We lunch on pilaf, or Zanskari Kiu (dumpling stew) bread, cheese, jam, biscuits. Some days we can only have hot tea and an uncooked lunch. The ice conditions change quickly and what takes an hour at noon can take three hours by 3pm. We do not rush; but we do not dawdle. If you hear Zanskaris calling down the valley, particularly at the corners, don't worry; they are screaming to scare away the demons who lurk in the ice.
By 3-4pm we should be in camp on a plateau above the river. Today we start putting up our own tents, the porters gather firewood, and soon the tea is ready.
Day 5 - Trek to Dib Gufa 3225m
This is a stunning day as the river starts to curve and you can see the uphill slope of the ice as we ascend the river into Zanskar. We pass incredible waterfalls on our left, normally frozen into aquamarine ice cliffs. The waterfalls were said to have come from a river given to local people who visited Tibet centuries ago to plead for water for their barren land. They were given a box which they were told they must open only on their return home. The curious Zanskaris were nearly home when one of them opened it; out jumped a tiny fish, and the river sprung from the ground high above here. Also today we will probably have to climb briefly above the river - on the sharp bends the swiftness of the current breaks up the ice.
Lunch is on a natural stone bench by the river, and camp is near one of the many caves that are blackened by centuries of use by the fires of locals. Our porters use these caves to cook and sleep in. We opt to use tents because of the dust and smoke in the caves; tents are cooler, but cleaner.
Day 6 - Trek to Neraks camp-teahouse 3390m
Another spectacular day which is our biggest one yet. Crags seem to leap up from the frozen river surface, and ibex can usually be seen defying gravity far above. After lunch we pass the 'incense tree', so called because the locals use its branches to burn in their morning rituals, and the prayer flag draped tree marks the entrance to Zanskar proper. The porters will normally take a few twigs from the tree, then tear a small piece of prayer flag to wrap it in, and present it to you. Welcome to Zanskar!

• _Data shown_:
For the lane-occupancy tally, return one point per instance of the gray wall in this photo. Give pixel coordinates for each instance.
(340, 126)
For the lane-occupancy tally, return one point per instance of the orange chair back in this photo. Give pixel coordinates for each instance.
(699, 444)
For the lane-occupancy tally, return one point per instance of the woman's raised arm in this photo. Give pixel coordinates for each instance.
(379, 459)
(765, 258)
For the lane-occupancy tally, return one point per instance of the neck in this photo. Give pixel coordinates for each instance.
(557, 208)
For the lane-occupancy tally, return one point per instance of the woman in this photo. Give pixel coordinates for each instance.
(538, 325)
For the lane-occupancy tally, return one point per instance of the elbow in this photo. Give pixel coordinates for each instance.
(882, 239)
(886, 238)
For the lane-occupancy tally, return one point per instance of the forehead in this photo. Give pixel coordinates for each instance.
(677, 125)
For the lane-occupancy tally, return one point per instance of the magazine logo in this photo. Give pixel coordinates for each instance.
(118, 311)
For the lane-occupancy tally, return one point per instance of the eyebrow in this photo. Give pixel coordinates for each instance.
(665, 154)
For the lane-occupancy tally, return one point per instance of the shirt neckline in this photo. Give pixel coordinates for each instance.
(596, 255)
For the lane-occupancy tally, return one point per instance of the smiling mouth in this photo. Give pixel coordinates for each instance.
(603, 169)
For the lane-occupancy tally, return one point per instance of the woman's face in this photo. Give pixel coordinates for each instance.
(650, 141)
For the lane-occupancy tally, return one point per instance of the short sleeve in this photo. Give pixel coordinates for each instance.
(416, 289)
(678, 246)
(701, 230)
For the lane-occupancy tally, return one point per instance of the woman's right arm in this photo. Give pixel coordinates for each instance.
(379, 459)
...
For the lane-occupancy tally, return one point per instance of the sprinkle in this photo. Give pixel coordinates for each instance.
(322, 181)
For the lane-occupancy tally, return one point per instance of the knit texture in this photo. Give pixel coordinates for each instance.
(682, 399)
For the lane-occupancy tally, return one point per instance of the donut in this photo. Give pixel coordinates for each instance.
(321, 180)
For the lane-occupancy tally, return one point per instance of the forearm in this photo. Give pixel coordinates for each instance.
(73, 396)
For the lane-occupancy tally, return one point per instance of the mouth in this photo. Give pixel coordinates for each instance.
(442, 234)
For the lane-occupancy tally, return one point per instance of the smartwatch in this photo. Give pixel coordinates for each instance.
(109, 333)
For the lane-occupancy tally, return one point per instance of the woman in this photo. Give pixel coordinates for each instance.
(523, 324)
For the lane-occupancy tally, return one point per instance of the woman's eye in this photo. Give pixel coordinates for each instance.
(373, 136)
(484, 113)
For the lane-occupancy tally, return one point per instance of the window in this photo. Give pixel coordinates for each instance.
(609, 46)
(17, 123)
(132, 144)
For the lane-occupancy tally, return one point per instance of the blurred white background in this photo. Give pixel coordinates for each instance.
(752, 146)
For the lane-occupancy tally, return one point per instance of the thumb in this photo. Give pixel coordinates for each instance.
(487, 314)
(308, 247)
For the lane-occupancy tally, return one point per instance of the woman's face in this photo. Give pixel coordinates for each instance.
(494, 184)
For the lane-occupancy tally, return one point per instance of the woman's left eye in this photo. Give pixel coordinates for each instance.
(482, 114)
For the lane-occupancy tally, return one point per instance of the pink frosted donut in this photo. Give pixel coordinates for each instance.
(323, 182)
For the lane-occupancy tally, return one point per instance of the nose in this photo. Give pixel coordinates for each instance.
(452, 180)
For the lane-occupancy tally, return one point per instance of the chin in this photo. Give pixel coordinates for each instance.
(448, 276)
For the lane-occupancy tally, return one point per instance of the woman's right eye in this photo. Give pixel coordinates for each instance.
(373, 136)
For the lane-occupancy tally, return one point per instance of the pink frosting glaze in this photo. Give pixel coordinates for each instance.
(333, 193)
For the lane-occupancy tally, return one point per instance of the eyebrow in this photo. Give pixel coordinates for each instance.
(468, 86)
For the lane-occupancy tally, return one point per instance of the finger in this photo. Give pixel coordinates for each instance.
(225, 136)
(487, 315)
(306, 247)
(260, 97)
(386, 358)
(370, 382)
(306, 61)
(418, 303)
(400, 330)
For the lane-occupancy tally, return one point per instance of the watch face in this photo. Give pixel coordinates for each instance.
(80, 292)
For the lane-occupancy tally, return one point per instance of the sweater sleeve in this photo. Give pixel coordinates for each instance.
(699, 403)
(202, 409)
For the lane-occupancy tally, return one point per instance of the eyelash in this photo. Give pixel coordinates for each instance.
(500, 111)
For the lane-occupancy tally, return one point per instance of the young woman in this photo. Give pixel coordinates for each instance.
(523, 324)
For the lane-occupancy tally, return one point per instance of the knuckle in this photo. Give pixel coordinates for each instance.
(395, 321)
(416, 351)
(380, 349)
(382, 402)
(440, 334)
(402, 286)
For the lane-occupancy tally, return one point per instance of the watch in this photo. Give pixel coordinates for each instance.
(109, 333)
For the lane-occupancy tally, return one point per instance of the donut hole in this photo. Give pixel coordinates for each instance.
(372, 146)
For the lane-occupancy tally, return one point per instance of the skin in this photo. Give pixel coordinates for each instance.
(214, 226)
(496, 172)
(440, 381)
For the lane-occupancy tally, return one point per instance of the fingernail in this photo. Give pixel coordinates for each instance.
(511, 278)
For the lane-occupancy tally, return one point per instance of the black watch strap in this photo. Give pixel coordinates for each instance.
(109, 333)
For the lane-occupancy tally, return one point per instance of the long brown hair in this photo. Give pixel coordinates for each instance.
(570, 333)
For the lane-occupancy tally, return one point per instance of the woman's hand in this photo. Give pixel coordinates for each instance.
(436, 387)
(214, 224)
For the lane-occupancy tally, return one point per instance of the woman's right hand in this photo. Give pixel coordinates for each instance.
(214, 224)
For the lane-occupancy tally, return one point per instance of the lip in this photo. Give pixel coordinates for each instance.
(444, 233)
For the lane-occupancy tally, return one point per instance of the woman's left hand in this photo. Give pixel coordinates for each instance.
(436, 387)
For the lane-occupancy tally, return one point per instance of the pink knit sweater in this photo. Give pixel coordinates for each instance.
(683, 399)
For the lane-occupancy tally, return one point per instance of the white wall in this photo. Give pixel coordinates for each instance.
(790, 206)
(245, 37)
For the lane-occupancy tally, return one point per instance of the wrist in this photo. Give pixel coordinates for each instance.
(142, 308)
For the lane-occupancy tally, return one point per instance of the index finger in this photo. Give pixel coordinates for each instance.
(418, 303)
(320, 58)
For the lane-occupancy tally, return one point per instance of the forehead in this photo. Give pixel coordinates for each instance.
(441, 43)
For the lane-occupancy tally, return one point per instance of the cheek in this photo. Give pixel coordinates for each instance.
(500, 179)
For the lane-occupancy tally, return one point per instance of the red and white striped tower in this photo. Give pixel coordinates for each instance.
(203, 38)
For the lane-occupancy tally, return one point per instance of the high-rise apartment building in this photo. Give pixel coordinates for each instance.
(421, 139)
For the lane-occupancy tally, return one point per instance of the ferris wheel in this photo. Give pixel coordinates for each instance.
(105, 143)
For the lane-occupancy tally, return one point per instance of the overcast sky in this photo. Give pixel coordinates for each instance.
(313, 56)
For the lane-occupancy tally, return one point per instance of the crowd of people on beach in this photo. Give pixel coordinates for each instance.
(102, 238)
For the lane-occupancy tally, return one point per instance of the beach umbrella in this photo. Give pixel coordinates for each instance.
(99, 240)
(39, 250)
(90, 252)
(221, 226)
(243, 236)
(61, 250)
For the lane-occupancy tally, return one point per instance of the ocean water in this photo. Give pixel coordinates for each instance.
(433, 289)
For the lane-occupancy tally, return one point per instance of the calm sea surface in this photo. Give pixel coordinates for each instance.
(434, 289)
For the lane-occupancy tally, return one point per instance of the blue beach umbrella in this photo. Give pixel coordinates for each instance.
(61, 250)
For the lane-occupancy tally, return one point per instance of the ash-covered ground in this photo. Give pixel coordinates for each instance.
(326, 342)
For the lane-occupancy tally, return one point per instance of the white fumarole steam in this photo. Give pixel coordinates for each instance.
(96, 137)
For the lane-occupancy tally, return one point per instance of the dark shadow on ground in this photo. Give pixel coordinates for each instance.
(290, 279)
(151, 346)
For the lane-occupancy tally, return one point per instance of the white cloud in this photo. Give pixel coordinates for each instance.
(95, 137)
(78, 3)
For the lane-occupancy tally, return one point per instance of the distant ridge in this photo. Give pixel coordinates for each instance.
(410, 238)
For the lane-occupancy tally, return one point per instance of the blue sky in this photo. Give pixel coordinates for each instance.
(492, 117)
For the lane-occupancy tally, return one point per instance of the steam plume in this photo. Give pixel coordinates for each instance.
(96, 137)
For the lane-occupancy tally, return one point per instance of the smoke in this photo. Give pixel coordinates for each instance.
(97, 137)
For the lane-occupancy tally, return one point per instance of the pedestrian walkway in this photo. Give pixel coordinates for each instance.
==
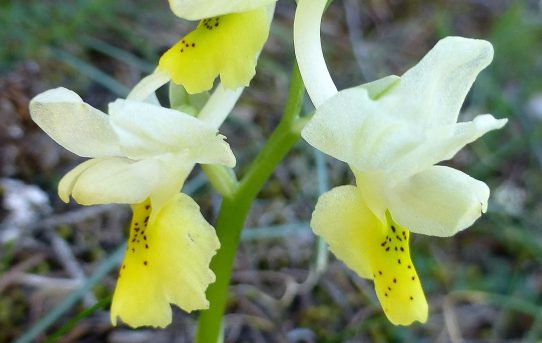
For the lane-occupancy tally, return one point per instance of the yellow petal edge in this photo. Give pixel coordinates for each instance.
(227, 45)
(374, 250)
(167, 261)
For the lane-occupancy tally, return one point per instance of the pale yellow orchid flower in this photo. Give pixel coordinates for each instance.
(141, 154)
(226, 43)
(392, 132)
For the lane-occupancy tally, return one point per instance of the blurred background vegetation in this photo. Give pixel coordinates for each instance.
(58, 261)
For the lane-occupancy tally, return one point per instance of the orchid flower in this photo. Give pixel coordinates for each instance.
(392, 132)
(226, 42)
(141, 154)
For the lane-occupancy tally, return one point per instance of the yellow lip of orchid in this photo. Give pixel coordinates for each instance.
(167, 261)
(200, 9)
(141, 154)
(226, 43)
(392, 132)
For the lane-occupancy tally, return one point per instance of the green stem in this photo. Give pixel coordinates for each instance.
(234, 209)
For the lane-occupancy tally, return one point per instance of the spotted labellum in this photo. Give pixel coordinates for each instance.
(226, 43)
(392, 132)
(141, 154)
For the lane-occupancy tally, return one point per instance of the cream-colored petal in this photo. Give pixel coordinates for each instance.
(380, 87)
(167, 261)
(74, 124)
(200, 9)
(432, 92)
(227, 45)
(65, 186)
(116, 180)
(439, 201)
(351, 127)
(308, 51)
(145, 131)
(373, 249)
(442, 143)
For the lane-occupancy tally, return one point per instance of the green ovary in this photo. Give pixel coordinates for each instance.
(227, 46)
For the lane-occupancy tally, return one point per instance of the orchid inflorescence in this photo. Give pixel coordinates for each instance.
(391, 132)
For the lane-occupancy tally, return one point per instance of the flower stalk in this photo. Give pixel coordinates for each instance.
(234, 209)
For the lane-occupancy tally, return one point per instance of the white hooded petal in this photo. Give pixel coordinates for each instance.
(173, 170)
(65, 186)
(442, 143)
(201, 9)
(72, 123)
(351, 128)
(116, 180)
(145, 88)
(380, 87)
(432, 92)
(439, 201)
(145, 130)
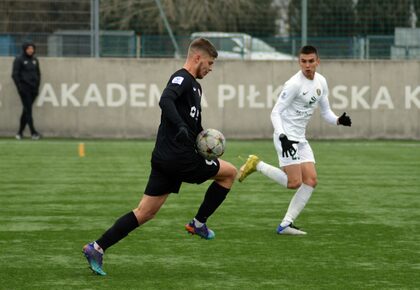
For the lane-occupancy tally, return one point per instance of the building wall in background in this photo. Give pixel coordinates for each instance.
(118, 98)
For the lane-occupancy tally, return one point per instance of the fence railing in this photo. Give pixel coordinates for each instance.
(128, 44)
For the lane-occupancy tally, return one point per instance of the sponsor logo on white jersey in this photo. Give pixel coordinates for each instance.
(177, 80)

• _Stated problem 1_: In the trek itinerary, why does the group sleep in tents instead of the caves on Day 5?
• _Stated problem 2_: From the trek itinerary, quote the passage starting with "We lunch on" and going on through "in the ice.".

• _Exercise answer 1_: Because of the dust and smoke in the caves.

• _Exercise answer 2_:
We lunch on pilaf, or Zanskari Kiu (dumpling stew) bread, cheese, jam, biscuits. Some days we can only have hot tea and an uncooked lunch. The ice conditions change quickly and what takes an hour at noon can take three hours by 3pm. We do not rush; but we do not dawdle. If you hear Zanskaris calling down the valley, particularly at the corners, don't worry; they are screaming to scare away the demons who lurk in the ice.